Start PROVIDED TEXT

A similar dashboard is available over the web. Note that though the TUI uses gRPC, the web GUI uses HTTP. This is because gRPC client support in web browsers is currently too limited.
- For a native install, browse to: http://localhost:50051
- For a Vagrant install: http://localhost:60051
- For a Kubernetes Kind cluster install: http://localhost:30051
You can list and get all entities using the tko CLI. There's help for all commands, for
example:
tko deployment list --help
The list commands will return abbreviated results without the full KRM package data
(except plugin list, which will show full plugin information; plugins are not packages).
For example, to list all deployments:
tko deployment list
Results are sorted by ID. Note that for deployments TKO uses "K-sortable" UUIDs, meaning that the natural string sort order of the IDs corresponds to their order of creation.
tko defaults to YAML representations, but many other formats are supported via
the --format argument: "yaml", "json", "xjson", "xml", "cbor", "messagepack", and "go".
Examples:
tko deployment list --format=json
tko deployment list --format=go
(Note that the "cbor" and "messagepack" formats are binary and may not be represented properly in terminals.)
For handling large amounts of results, tko supports paging:
tko deployment list --offset=10 --max-count=10
All list commands have powerful filters to narrow results, and you can combine filters.
See --help for available filters. Note that all queries happen at the backend and are
scalable to millions of entities. A few examples:
tko deployment list --approved=false
tko deployment list --site-id=lab/1
tko deployment list --metadata=NetworkFunction.type=SMF
All ID and metadata filters support wildcards (again, handled by the backend). The *
wildcard stops at / and : boundaries, while the the ** wildcard has no boundaries:
tko deployment list --site-id=lab/*
tko deployment list --template-id=nf/**:v1.0.0
To get the package for individual entities use get commands with exact IDs:
tko template get topology/oran/cu:v1.0.0
Note that plugin IDs comprise both the type and the name for plugin get:
tko plugin get schedule kind
For templates, at the bare minimum you must provide an ID and a source for the KRM package, which must be one or more YAML manifests. The source is a URL, which can be anything compatible with exturl. It can a local file or directory (read recursively), an archive (tarball or zip), an HTTP URL, a git URL, and combinations.

End PROVIDED TEXT
Start MATERIAL SUPPLIED

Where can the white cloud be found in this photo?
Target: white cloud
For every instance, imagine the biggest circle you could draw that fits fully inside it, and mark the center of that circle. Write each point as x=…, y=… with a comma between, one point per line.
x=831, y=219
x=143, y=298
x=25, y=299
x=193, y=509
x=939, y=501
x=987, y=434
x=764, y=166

End MATERIAL SUPPLIED

PROBLEMS
A. Which address does the tko CLI text give for reaching the web dashboard on a Vagrant install?
B. Extend the tko CLI text, picking up after its final sentence about template sources.

ANSWERS TO EACH TASK
A. http://localhost:60051

B.
Local directory example:
tko template register demo/hello-world:v1.0.1 --url=examples/workloads/hello-world/
HTTP example:
tko template register demo/hello-world:v1.0.1 --url=https://raw.githubusercontent.com/nephio-experimental/tko/main/examples/workloads/hello-world/workload.yaml
You can also provide the KRM package via stdin:
cat examples/workloads/hello-world/workload.yaml | tko template register demo/hello-world:v1.0.1 --stdin
If a previous entity with the ID already exists then it will be rewritten, though note that existing relationships (template to deployments, deployments to site, etc.) will be maintained. In production use cases it's more likely to register a new entity with a different ID, for example by appending version information to the ID as we did in our examples.
The package may already contain metadata via KRM (see packages reference). However, during registration it is possible to add additional metadata or override package metadata:
tko template register demo/hello-world:v1.0.1 --metadata=hello=world --url=examples/workloads/hello-world/
Registering a site is similar except that you can optionally base it on a template, in which case any additional package you provide will be merged into the template. It is also possible to register a site with no package data. A few examples:
# Empty
tko site register lab/2
# Based on template
tko site register india/bangalore/south-102 site/gdce:v1.0.0
# Based on package
tko site register lab/3 --url=examples/sites/lab-site/
Registering plugins doesn't involve a package, but instead relies on arguments and properties
depending on the executor (the default executor is command). Triggers are provided as
comma-separated KRM GVKs. Two examples:
# "command" executor (the default)
tko plugin register validate free5gc/smf examples/plugins/validate_free5gc_smf.py --trigger=free5gc.plugin.nephio.org,v1alpha1,SMF
# "kpt" executor
tko plugin register prepare namespace gcr.io/kpt-fn/set-namespace:v0.4.1 --executor=kpt --property=namespace=spec.namespace --trigger=workload.plugin,nephio.org,v1alpha1,Namespace
(Note that the executable file for the command executor must be accessible by the controllers.
In the Kubernetes cluster all plugins are executed in a special tko-runner pod.)
Use delete commands to delete individual entities by their exact IDs:
tko template delete topology/oran/cu:v1.0.0
You can combine listing and deleting via the purge commands (again handled optimally
by the backend):
tko deployment purge --site-id=lab/*
Creating deployments is a bit different from the other entities because an ID is generated for you.
Instead of a deployment ID, the first argument for deployment create is a template ID on which to base
the deployment:
tko deployment create demo/hello-world:v1.0.0
It will return the generated ID, which you can capture into a shell variable:
ID=$(tko deployment create demo/hello-world:v1.0.0)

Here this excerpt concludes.